Pull every line of text out of the listing below, word for word, and leave the pictures out of your answer.

>>>

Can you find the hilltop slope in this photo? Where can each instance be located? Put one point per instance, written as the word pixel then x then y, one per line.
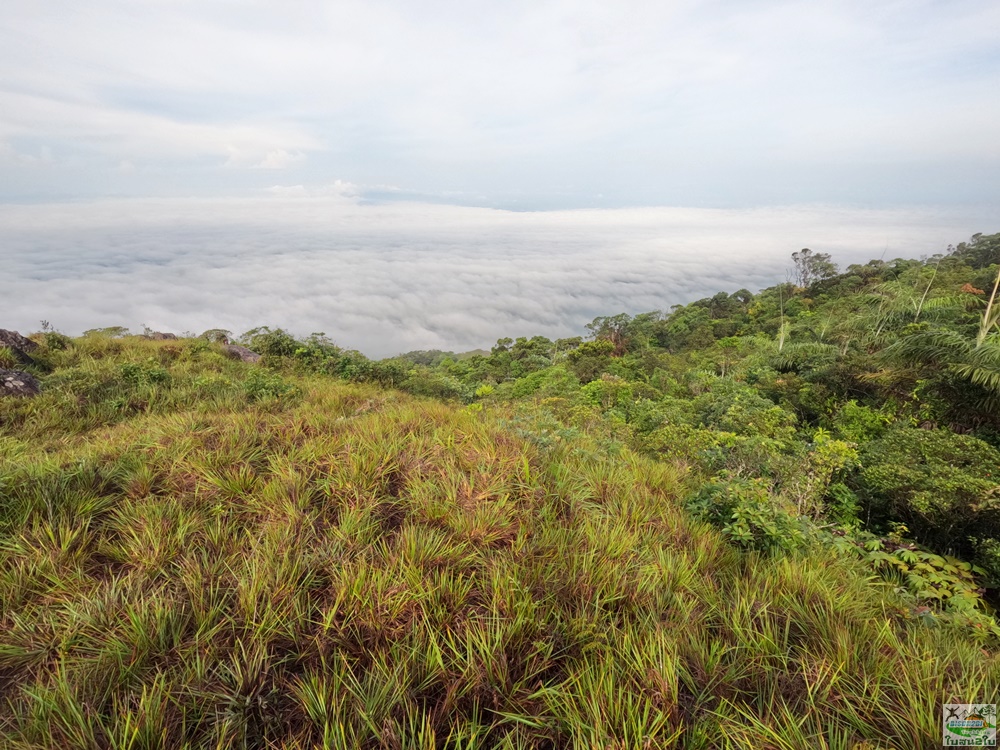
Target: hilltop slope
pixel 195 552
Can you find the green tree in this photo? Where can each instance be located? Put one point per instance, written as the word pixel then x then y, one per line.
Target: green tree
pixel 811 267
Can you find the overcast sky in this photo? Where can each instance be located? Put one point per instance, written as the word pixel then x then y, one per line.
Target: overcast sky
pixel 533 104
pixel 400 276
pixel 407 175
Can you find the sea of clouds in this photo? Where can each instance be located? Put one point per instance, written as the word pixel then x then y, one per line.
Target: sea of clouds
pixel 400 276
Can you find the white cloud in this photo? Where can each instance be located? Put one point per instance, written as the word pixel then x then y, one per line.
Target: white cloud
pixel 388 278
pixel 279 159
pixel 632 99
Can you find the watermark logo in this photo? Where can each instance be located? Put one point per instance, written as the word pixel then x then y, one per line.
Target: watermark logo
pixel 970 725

<<<

-- TASK SOLUTION --
Can you find the hilltop slope in this photo? Where can each instance be located? Put one point per instance, written as the word pixel then x then y, one per line.
Target: hilltop slope
pixel 195 552
Can you find the green tree in this photo? Where can each instance be located? Put one point per instance, written as the word pixel then x then y, one per line.
Target: green tree
pixel 811 267
Can you find the overcast sky in this photo? Where can each instance be located? Put one point per instance, written as the word pixel then x then y, one per line.
Target: overcast sky
pixel 533 104
pixel 400 276
pixel 407 175
Can you find the sea of clouds in this photo? Where can each instance be located? Put one point per instance, written as the word pixel then x then y, one per line.
Target: sea of clouds
pixel 400 276
Can you find the white cloud in this photo? Where can each instance be located? Put one point per instance, written as the word pixel then x then y, one per line.
Target: white cloud
pixel 388 278
pixel 279 159
pixel 632 99
Can you find the watermark logo in this photo? Where can each instance be located? Put one point per instance, written as the word pixel then x then y, one per line.
Target: watermark logo
pixel 970 725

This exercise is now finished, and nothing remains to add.